## GIVEN PROBLEM:
Each entry below is to be transcribed exactly.

## RECORDS SHOWN:
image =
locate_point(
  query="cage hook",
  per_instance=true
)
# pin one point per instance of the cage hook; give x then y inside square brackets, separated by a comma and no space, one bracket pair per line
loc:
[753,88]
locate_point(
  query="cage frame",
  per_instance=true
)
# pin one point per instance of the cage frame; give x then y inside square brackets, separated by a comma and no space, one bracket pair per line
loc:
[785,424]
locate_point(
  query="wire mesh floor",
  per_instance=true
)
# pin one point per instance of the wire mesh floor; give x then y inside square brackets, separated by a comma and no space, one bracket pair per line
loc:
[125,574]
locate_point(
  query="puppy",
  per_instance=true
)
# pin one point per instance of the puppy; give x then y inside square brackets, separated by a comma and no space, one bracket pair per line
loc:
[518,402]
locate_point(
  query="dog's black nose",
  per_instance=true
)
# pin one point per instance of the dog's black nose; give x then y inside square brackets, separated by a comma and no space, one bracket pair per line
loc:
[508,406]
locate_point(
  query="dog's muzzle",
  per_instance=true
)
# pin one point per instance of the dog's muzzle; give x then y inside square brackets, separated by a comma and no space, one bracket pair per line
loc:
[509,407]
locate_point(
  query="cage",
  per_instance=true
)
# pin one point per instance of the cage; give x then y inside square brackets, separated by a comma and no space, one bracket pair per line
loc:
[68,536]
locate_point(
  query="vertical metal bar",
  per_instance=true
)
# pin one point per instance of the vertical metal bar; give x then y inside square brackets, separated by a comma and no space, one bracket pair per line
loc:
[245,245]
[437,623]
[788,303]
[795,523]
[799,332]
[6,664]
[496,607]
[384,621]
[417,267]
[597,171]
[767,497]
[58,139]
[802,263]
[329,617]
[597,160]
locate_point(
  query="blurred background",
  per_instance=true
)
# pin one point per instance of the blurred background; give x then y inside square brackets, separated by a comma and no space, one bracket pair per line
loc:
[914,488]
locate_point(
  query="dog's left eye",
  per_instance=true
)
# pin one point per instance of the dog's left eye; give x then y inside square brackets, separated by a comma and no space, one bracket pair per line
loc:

## PROBLEM SOLUTION:
image =
locate_point(
  query="cage hook",
  per_instance=true
)
# pin one point per instance of the cage hook; give x then y inside square brackets, separated by a comma and no space, one bracket pair per line
loc:
[753,88]
locate_point(
  query="cage frame",
  per_instance=true
)
# pin one point per instance of the cage frame; give x then y inside square brackets, separated by a comma and no space, one bracket pair per line
loc:
[785,424]
locate_point(
  query="wire mesh floor",
  per_instance=true
)
# pin one point per instance of the wire mesh floor; give x then y inside square brackets, separated by a comma and no space, one bracket pair per line
loc:
[125,574]
locate_point(
  query="puppy",
  per_instance=true
)
# pin one point per instance of the puppy; give x then y inside square brackets, separated by a comma and no space, one bracket pair per line
loc:
[518,402]
locate_point(
  query="dog's black nose",
  per_instance=true
)
# pin one point per instance of the dog's black nose; give x then y inside square brackets, separated by a comma and no space, one bracket pair per line
loc:
[508,406]
locate_point(
  query="dog's muzzle",
  per_instance=true
)
# pin one point per instance of the dog's muzzle; give x then y inside square brackets, separated by a comma and no space, one bracket pair per line
loc:
[509,407]
locate_point(
  query="cage",
  per_instance=true
)
# pin one point per instance of the cage; give x then y inside square brackets, separated by a comma and no space, one bracket pair per line
loc:
[68,536]
locate_point(
  query="vertical metal bar",
  per_instance=true
)
# pin one point per instance of the vertical metal bar; give x then y inside square brackets, separated by a comma and no space, one bracket pair per line
loc:
[245,245]
[437,623]
[788,303]
[795,523]
[799,332]
[6,664]
[496,607]
[384,621]
[417,267]
[597,171]
[767,497]
[58,139]
[802,263]
[329,617]
[597,160]
locate_point(
  query="blurred background",
  per_instance=true
)
# pin one point per instance of the blurred background; give x then y inside square brackets, separated by a comma and no space, one bracket pair per line
loc:
[914,488]
locate_point(
  query="dog's left eye",
  per_instance=true
)
# pin one point per instance of the dog's left eye; give x then y inside square brackets, separated by a comma and no space, one bracket pair per line
loc:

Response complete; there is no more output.